= EXCERPTED RECORDS =

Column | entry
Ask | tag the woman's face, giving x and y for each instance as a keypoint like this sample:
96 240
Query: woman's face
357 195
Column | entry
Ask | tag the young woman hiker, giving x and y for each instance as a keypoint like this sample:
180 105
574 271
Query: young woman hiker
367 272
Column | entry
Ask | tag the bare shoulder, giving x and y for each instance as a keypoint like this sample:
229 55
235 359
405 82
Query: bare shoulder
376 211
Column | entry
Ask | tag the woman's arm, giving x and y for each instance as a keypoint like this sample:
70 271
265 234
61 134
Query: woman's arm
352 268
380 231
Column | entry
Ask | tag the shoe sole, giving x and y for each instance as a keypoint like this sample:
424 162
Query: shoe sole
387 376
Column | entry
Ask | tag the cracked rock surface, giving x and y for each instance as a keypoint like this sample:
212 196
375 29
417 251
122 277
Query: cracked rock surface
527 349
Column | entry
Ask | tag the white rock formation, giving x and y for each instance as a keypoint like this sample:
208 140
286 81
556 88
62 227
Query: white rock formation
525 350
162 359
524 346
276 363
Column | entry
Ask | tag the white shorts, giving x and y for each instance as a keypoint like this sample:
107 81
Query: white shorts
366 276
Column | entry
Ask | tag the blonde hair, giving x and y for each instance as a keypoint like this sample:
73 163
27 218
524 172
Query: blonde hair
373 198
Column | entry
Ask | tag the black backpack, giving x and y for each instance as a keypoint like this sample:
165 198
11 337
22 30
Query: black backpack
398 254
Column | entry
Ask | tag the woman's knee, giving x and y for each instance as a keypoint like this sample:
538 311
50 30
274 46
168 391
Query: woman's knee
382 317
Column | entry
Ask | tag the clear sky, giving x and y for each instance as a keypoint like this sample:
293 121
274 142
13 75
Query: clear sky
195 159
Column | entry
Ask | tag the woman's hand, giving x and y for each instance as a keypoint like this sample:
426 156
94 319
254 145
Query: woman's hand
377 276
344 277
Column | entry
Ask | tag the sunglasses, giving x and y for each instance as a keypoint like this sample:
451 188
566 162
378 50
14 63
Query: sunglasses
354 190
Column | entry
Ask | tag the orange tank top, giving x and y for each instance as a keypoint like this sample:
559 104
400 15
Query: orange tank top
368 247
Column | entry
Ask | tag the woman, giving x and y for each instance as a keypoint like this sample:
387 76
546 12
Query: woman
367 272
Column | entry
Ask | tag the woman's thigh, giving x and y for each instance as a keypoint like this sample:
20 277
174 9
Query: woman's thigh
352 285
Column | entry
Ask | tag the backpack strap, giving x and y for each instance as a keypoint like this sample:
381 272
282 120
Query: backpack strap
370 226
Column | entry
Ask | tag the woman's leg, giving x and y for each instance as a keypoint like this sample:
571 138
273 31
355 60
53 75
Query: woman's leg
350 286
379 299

= EXERCISE AIM =
Begin with the first line of the listing above and write out each line exactly, ending with the line that contains "Ask | tag the young".

= RESULT OF THIS TASK =
Column | entry
Ask | tag the woman's face, giving x and y for each instance as a keypoint like this sample:
96 240
Query: woman's face
357 195
Column | entry
Ask | tag the young woman hiker, giving x and y for each instance as a keypoint like this sample:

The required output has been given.